SUPPLIED DATA →
──────────
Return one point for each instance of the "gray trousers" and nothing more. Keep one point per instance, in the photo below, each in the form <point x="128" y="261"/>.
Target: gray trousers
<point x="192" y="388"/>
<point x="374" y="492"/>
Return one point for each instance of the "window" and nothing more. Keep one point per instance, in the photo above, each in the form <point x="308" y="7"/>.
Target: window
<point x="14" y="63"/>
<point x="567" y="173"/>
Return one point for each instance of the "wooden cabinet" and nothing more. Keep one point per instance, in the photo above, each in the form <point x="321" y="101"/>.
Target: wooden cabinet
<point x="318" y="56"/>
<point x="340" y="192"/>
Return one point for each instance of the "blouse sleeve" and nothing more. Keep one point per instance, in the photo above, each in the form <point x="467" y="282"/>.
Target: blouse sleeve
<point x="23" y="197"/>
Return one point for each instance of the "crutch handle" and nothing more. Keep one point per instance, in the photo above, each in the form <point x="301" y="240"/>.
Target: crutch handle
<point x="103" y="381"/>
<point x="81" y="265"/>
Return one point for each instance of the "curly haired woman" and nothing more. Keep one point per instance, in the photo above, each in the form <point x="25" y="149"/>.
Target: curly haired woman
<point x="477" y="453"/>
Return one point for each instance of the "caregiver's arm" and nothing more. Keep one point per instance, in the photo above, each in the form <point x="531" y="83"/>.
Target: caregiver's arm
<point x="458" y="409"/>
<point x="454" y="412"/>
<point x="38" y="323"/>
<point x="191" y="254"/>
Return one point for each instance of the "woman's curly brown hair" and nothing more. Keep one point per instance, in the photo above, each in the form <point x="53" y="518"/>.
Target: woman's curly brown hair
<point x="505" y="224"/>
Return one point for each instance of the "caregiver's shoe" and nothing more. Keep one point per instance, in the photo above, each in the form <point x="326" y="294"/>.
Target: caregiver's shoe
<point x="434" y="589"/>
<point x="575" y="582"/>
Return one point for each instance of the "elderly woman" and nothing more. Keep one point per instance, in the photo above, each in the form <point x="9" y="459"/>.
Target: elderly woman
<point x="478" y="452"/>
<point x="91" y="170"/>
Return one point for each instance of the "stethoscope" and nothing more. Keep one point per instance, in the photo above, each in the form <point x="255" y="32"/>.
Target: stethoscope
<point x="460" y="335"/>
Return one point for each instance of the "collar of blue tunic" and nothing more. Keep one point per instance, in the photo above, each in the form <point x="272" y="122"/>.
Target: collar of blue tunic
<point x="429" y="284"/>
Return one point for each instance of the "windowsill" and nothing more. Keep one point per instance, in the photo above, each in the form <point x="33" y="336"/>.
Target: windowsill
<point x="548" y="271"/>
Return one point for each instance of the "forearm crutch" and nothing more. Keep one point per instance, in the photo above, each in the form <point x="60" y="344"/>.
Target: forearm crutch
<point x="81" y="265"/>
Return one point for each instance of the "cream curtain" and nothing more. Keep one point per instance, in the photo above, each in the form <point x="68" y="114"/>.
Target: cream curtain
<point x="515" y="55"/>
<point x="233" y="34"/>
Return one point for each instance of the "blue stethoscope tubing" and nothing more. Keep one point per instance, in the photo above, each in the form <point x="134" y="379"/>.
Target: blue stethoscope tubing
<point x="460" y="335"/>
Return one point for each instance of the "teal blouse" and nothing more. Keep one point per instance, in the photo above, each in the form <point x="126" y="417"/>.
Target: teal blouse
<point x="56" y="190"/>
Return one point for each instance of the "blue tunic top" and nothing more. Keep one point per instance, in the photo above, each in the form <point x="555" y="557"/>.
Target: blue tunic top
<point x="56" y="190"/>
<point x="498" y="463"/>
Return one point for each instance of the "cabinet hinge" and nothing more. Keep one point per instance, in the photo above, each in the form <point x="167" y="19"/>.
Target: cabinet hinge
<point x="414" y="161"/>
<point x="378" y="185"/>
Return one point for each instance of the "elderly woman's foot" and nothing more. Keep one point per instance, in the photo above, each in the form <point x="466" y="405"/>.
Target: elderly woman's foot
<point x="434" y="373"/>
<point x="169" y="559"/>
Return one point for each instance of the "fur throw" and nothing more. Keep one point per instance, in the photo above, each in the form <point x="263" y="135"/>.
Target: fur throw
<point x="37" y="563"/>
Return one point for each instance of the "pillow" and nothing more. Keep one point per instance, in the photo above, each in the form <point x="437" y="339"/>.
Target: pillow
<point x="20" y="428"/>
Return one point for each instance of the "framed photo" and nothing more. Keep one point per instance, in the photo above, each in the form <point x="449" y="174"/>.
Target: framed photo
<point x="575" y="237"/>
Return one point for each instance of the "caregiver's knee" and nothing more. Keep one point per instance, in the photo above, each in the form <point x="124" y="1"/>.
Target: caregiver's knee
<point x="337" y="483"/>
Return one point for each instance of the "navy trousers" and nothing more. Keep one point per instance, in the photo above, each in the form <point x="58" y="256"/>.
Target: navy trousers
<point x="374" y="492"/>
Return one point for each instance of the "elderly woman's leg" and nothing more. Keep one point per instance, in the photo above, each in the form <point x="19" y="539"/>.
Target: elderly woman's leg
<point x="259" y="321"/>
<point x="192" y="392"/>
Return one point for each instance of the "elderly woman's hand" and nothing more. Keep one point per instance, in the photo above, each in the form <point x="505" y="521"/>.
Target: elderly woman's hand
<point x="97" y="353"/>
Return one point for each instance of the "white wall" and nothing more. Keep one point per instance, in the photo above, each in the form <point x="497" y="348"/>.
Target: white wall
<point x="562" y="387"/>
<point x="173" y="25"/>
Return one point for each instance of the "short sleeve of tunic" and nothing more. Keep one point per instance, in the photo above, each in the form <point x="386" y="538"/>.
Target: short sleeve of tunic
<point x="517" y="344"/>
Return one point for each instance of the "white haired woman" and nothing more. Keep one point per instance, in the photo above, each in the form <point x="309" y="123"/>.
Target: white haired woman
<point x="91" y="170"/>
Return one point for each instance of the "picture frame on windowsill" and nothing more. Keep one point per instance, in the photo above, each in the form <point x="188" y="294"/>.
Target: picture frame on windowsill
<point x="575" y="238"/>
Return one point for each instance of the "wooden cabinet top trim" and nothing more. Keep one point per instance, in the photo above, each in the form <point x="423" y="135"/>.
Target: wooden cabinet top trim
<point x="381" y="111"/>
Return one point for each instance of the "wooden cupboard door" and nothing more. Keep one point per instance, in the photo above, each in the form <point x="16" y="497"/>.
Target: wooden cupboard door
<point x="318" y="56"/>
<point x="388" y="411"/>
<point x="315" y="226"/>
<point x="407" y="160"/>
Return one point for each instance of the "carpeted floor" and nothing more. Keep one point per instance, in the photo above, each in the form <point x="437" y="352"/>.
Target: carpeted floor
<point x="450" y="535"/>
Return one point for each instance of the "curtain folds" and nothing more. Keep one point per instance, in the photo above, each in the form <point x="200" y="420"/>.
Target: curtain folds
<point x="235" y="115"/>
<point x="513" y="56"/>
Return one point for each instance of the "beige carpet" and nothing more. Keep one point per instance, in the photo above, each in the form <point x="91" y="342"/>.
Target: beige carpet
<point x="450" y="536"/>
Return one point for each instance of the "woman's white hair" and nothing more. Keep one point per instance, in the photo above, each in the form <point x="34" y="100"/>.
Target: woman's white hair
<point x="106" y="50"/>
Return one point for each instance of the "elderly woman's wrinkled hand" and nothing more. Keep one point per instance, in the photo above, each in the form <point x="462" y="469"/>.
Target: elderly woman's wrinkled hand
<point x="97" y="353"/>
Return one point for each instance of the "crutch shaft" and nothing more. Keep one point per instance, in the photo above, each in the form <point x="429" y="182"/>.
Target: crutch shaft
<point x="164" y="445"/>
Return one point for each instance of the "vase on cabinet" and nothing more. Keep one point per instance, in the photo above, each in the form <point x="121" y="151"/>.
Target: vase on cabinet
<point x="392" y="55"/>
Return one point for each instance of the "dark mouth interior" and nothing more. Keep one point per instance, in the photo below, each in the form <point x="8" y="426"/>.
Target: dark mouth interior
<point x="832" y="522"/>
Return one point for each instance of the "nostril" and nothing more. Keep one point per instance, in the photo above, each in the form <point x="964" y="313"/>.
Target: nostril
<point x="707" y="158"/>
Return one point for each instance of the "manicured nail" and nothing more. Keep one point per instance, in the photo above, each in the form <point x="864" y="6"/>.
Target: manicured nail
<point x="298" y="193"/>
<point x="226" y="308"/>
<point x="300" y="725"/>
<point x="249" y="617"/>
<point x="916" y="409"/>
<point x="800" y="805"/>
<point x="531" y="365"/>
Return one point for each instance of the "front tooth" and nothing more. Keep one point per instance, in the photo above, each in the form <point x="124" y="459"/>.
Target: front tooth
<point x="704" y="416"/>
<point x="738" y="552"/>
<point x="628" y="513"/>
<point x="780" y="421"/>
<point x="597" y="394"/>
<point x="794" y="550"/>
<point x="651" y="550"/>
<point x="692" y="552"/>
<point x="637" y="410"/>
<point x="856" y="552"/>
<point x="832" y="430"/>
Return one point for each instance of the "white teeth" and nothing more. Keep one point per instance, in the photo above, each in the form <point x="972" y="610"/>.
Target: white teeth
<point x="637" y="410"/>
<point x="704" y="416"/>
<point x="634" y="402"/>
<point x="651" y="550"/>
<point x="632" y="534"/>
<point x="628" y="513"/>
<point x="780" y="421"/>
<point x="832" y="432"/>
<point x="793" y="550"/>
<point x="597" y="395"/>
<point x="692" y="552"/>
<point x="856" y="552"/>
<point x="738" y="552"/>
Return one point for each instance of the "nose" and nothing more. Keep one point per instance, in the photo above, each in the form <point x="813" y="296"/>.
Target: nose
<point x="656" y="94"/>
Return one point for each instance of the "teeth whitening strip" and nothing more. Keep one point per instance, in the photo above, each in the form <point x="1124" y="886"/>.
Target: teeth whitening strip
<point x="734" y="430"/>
──────────
GOAL →
Select every line in the rows above that contains the string "strip", treating uppercase and lowercase as different.

ANSWER BELOW →
Return one point for each instance of the "teeth whitening strip" and nothing more. Keep one point per instance, in the photo above, each in the form <point x="1124" y="886"/>.
Target: teeth whitening strip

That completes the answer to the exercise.